» QUOTED PASSAGE:
Kandahar also bares much of what makes Afghanistan’s many eclipses. It shows with chilling directness the project and process of religious and militant indoctrination in Afghanistan‘s Islamic inseminaries. Rows of boys—resembling a swarm of bees in a hive—sit and sway, hunched, humming the Quran, learning definitions of the Kalashnikov and the sabre. While one of them describes the Kalashnikov as “a semi‐automatic weapon with gunpowder and repeat action” that “kills the living, destroys their flesh and mutilates the bodies of those already dead,” another describes the sabre as “a weapon which executes God’s orders” as it “severs the thief‘s hand and the murderer‘s head.” All this happens under the direction of the mullah. Afghan mothers, unaware of what goes on inside such seminaries, beg these mullahs to admit their children into these brain‐washing camps so that their children can firstly, get food, and secondly, become the privileged mullahs of tomorrow.

The Canada‐bred Nafas desires to engage and get to know other Afghan women, but cannot because they are inaccessible to her not in language, but in culture. She is free and unveiled, whereas they are not. Nafas tells us that “unfortunately they are all under full cover” and there is no way she could know “how they feel” about her. Continuing with her mind‐numbing commentary, she pushes us out of our drawing‐room complacency: “I don’t know if it is the Afghan government which forces these women to wear these burqas or it’s the Afghan culture that does force the government to keep these women under these covers. In Afghanistan, each ethnic group has a name and an image of its own…but the women in the country, who make up about half of the society, have no name or image because they are all covered. Perhaps that’s why they are called siasar or blackheads.” Nafas’s commentary also tells us that “in Afghanistan these past twenty years one human being has died every twenty minutes from mines, from war, from famine or drought,” a fact that is good enough for anyone living there to “lose hope every five minutes” and make him or her want to “kill” himself or herself. Hope, therefore, doesn’t come easy in contemporary Afghanistan.

» STUDY MATERIAL:
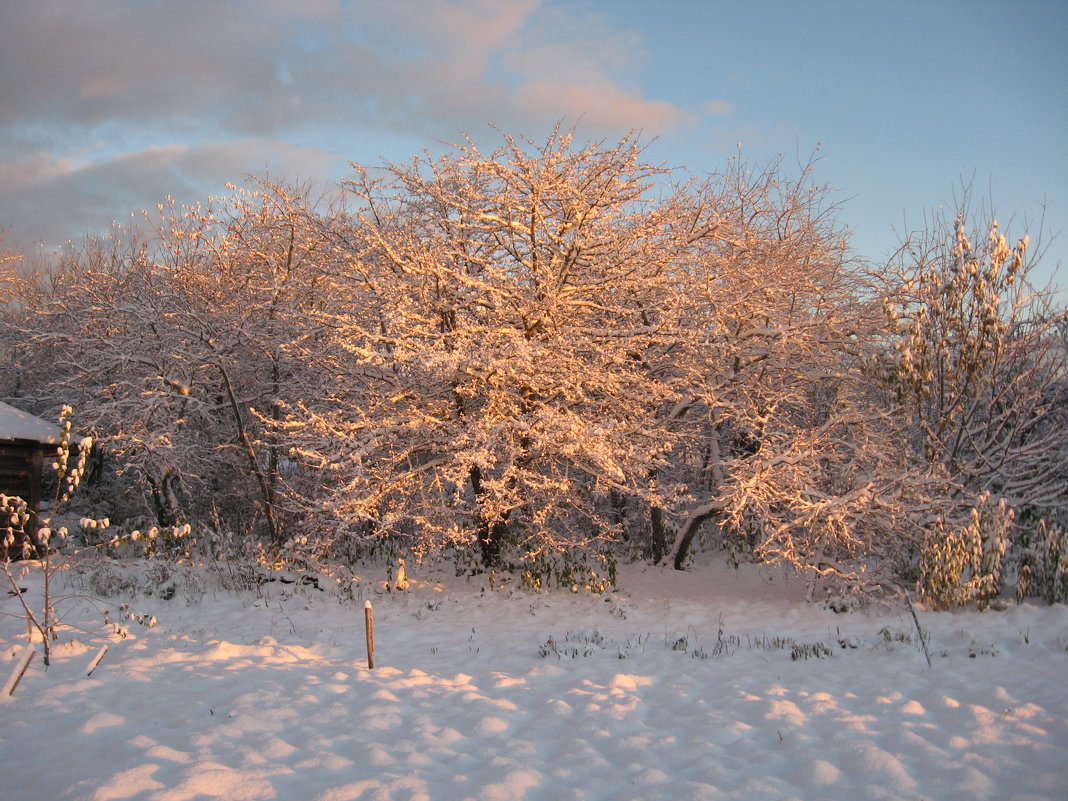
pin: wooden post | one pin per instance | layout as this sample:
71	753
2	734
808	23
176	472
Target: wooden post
16	675
368	616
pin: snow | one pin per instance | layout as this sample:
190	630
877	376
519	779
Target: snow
677	686
16	424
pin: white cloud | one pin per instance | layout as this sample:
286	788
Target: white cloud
107	106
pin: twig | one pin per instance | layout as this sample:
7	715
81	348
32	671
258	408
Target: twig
920	631
16	675
96	659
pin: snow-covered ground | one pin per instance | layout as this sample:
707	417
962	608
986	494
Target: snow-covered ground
711	684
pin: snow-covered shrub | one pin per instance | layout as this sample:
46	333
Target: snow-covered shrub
964	564
1045	569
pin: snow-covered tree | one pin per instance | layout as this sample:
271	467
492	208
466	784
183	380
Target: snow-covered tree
493	312
170	346
784	438
980	370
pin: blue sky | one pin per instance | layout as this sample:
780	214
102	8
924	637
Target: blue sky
106	106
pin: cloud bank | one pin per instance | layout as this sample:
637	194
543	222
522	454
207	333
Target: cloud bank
108	106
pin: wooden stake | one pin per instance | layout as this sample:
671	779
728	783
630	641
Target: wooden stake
16	676
96	659
368	616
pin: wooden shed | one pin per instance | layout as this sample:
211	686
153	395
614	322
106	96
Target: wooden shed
25	443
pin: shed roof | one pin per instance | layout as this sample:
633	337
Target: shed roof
16	424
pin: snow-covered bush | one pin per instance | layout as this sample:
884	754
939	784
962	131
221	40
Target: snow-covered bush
964	564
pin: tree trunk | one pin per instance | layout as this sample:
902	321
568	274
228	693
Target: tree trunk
490	533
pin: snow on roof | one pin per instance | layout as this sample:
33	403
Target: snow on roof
17	424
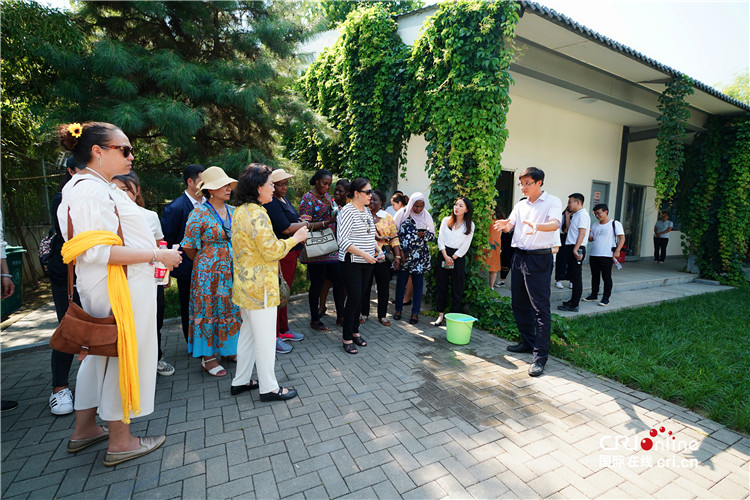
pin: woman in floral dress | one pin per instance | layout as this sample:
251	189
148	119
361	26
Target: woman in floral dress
214	320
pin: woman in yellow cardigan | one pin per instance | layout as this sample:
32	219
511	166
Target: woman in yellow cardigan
123	387
257	252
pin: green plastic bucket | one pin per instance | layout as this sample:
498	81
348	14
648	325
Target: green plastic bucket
459	328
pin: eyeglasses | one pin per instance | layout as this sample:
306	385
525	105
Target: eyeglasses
126	150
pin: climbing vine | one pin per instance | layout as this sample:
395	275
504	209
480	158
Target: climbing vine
460	101
670	149
357	84
713	199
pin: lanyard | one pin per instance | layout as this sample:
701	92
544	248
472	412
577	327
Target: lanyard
226	225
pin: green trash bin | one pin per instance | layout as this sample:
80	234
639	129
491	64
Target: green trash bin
15	268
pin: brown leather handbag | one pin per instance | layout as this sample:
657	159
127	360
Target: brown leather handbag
78	331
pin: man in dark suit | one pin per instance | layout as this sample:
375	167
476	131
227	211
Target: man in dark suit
173	222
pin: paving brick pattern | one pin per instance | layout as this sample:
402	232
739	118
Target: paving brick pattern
410	416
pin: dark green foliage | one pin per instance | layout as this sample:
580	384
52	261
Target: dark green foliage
200	81
669	149
336	12
713	199
693	351
358	85
460	101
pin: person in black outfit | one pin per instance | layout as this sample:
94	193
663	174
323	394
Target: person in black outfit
173	222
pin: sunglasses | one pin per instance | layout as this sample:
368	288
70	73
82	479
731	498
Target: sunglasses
126	150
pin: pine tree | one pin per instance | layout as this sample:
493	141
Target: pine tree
186	81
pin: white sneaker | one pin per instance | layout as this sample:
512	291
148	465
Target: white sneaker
61	403
164	369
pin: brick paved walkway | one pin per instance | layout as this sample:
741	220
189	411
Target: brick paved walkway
410	416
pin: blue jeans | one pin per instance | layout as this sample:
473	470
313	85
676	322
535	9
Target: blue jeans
417	281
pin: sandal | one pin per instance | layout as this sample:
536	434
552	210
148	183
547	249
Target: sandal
216	371
318	325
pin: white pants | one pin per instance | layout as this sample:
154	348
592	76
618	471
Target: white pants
257	346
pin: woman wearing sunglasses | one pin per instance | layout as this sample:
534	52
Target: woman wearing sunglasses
96	209
214	320
357	254
130	184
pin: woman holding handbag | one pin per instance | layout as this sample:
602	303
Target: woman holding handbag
121	388
316	208
257	253
386	238
286	222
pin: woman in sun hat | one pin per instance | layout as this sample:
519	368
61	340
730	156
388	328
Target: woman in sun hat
214	320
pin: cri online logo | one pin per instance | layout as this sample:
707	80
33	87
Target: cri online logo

» APPLY WHAT YOU READ:
#1 According to the passage about the film Kandahar, for what two reasons do Afghan mothers beg the mullahs to admit their children into the seminaries?
#2 Extend the passage about the film Kandahar, starting after its final sentence.
The records are separate material and are unrelated to the passage about the film Kandahar.

» ANSWERS PROVIDED:
#1 They want their children to get food and to become the privileged mullahs of tomorrow.

#2
Kandahar’s journey then is an incomplete and ongoing journey of a devastated place, but nonetheless a journey that has the body of romance and the soul of seeking and adventure. Kandahar and Makhmalbaf’s feat lies in putting an Afghan woman at the helm of this journey. She is out to seek her chalice, her sister, her culture, the country of her origin, and hopes to get there without using violence, rejecting guns (things that a knight, a Western man on a romantic journey would generally use), rejecting hopelessness, embracing compassion, death and survival.

Therefore, as Nafas finally accepts the ring that the vagrant child Khak extracts from the finger of a skeleton in the desert–a present from the survivor Khak to Nafas’s hopeless sister–a raga floods in with notes of the sitar, the tanpura and the tabla. We see a setting sun, a sky covered sparsely with clouds, but definitely laden with some illuminating hope: the hope of people walking back to their homes in peace. Nafas’s acceptance of the ring emerges as her acceptance of Afghanistan that is both what it is and what it could possibly be. Her intention to carry on her journey through Afghanistan’s desert wasteland marks her love for both her sister and this land which she had once fled.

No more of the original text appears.